> [SELECTION]:
==================================================

If you were unable to attend the SIGGRAPH Keynote panel on Monday, featuring nine distinguished animation directors, you’re in luck because the 92-minute discussion is posted below.

The panel, entitled “Giants’ First Steps,” focused on the early careers of the following artists: Pete Docter (Monsters, Inc., Up), Eric Goldberg (Pocahontas, Fantasia/2000), Kevin Lima (Tarzan), Mike Mitchell (Shrek Forever After, Alvin and the Chipmunks: Chipwrecked), Chris Sanders (Lilo & Stitch, How to Train Your Dragon), Henry Selick (Nightmare Before Christmas, Coraline), David Silverman (The Simpsons Movie), Kirk Wise (Beauty and the Beast, Atlantis: The Lost Empire) and Ron Clements (The Little Mermaid, Aladdin).

  • the Gee

    I’m a sucker for these kinds of panels and definitely wish I had been there.

  • George Comerci

    Ill definately look at it later, just dont have time now! but yes, i definately wish i couldve been there :D

  • James Madiosn

    Really good panel. Also good points on looking at different platforms as being “the new frontier” and not being dependent upon the status quo.

  • Ness

    Really enjoyed this, thank you!

==================================================

> [DATASET EXCERPT]:
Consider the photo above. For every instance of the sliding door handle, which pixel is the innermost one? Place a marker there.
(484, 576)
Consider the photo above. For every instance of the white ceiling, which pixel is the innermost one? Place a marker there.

==================================================

> [TASKS TO PERFORM]:
[1] In the SIGGRAPH panel post, what are the names of all the people who left comments after the post?
[2] Translate this sentence from the SIGGRAPH panel post into Spanish: "If you were unable to attend the SIGGRAPH Keynote panel on Monday, featuring nine distinguished animation directors, you’re in luck because the 92-minute discussion is posted below."

> [SET OF ANSWERS]:
[1] the Gee, George Comerci, James Madiosn, Ness

[2] Si no pudiste asistir el lunes al panel Keynote de SIGGRAPH, con nueve destacados directores de animación, estás de suerte, porque la discusión de 92 minutos está publicada abajo.